> **Problem description**:
Repeat the records below exactly. Omit the pictures.

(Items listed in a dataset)

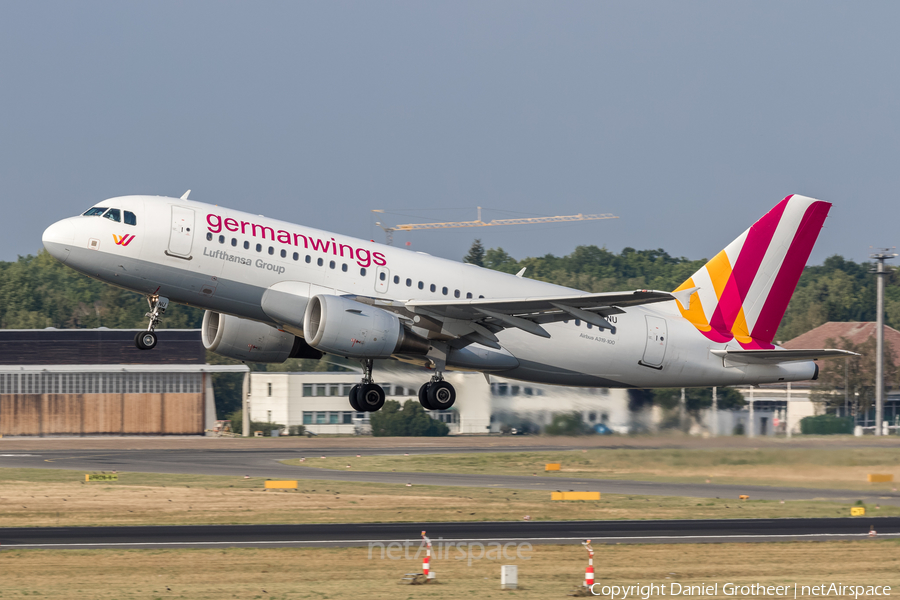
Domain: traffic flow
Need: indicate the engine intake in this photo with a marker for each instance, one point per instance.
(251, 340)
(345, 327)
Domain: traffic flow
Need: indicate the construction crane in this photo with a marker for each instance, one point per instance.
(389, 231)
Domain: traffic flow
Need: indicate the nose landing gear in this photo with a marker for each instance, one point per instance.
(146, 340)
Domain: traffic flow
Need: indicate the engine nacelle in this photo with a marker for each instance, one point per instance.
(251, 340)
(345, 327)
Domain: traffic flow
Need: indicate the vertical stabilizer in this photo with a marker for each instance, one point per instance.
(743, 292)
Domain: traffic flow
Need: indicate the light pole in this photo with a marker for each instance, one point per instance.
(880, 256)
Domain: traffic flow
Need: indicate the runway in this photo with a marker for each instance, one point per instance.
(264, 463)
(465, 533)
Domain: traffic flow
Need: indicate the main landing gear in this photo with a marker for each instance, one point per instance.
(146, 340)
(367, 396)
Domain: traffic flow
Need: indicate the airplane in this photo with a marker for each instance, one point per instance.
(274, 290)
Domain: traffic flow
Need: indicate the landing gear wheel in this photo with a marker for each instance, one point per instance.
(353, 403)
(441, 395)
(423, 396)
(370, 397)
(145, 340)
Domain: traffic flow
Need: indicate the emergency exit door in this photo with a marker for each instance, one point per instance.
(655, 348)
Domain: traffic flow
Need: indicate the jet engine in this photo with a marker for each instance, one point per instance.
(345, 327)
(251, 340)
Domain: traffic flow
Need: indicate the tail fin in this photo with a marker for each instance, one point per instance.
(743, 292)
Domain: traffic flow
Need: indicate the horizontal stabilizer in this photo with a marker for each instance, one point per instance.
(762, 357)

> **Response box**:
Domain: traffic flow
Need: indicate the engine intake in this photo with a marker for each instance, one point per instance.
(251, 340)
(345, 327)
Domain: traffic flow
Need: indicate the construction crane in this photo with a marker for each instance, one point per instance.
(389, 231)
Domain: traffic flow
Need: indicate the nose landing gear in this photo with a marker for each instance, one point per instance.
(146, 340)
Domain: traffic flow
Need: indicate the engine nacelle in this photo with a marker for each instance, one point per instance.
(251, 340)
(345, 327)
Domain: traffic flow
Need: indicate the vertical stabilizer in this photo with a marker for each instance, one point per instance.
(743, 292)
Domain: traffic flow
Need: indicate the light pole in this photo with a marker for each instance, one point per instance.
(880, 256)
Domain: traffic flow
Need: indicate the runway in this photo with a marker for each instance, one point per instance.
(264, 463)
(465, 533)
Domain: traffic flow
Need: indicate the main landing gear in this photo with a marker for each instance, one point per instance.
(146, 340)
(367, 396)
Domain: traffic flow
Need: indicate the airplane in this photo with a marker for each instance, one point per instance.
(274, 290)
Domain: traffic flow
Need: indicate the landing gear wheel in this photo with a marker for each instance, one point per instance.
(353, 403)
(441, 395)
(423, 396)
(370, 397)
(145, 340)
Domain: traffic flow
Need: indicate the emergency exit door in this photo with a marker for each instance, one point per instance.
(655, 348)
Domain: traffic flow
Need: indicate the jet engine in this photo with a marker for each instance, one point per instance.
(345, 327)
(251, 340)
Domain: traffic flow
Need: indicate the tail fin in this photo with a marker for each instance, one point per instance.
(743, 292)
Domain: traffic flow
Need: indicate the horizontal stabilizer in this photo with a marker for each instance, one point per instance.
(762, 357)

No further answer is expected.